INFORMATION PROVIDED
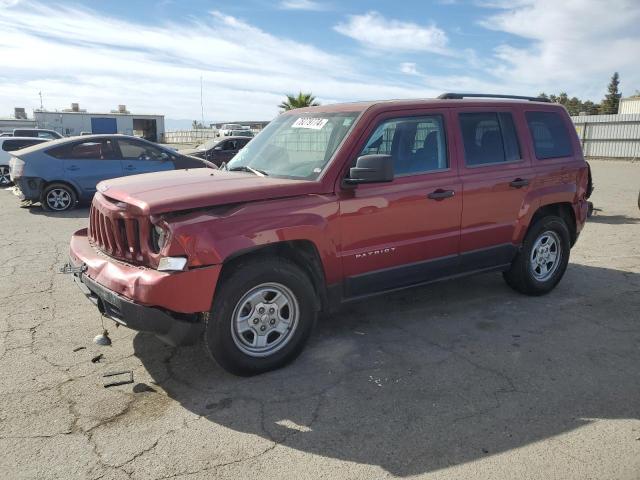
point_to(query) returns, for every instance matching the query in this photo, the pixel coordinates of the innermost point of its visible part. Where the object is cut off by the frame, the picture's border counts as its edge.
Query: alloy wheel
(265, 319)
(58, 199)
(545, 255)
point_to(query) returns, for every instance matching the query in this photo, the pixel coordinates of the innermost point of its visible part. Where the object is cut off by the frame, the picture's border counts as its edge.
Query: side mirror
(371, 169)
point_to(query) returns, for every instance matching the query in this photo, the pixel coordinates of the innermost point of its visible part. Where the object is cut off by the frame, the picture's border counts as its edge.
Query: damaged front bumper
(169, 305)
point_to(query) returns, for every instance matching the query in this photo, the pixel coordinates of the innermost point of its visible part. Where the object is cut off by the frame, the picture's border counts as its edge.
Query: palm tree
(302, 100)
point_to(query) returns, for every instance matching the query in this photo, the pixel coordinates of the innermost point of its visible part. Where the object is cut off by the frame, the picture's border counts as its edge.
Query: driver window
(416, 144)
(229, 145)
(132, 150)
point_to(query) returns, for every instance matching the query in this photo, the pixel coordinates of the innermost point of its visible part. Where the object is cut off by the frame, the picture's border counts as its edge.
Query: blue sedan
(61, 173)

WORK TO COMPLETE
Transcribe only what runs from the line with "Query: side mirror" to the last line above, keeping every line exactly as written.

ANSWER TO THIS EXERCISE
Query: side mirror
(371, 169)
point_to(query) returns, for every instance matching the query in this photo, the pixel coordinates of the innermost point of its visible part. Where the object is cut off by the frame, the picture's border counts as its edge.
Query: damaged front bumper
(169, 305)
point_to(query) returns, for every instance matching the query in this photo, the pixel coordinates of the innermost point of its visible part. Where the object is cut off by the frame, the picture's border counts as its edge.
Query: palm tree
(302, 100)
point_to(query) returns, for every instance matching the query in this photo, the pixel coordinates of the innermost point of its visible part. Where the object is cut off by the frame, the picture's border counts as its edge.
Query: driver window
(416, 144)
(229, 145)
(132, 150)
point_to(query) returns, for every instance matching the query in this photo, the pixel coordinates of the innermost point of its visible part. Where the object is cut off by the frame, the picture's border counts as its edge.
Query: blue sedan
(61, 173)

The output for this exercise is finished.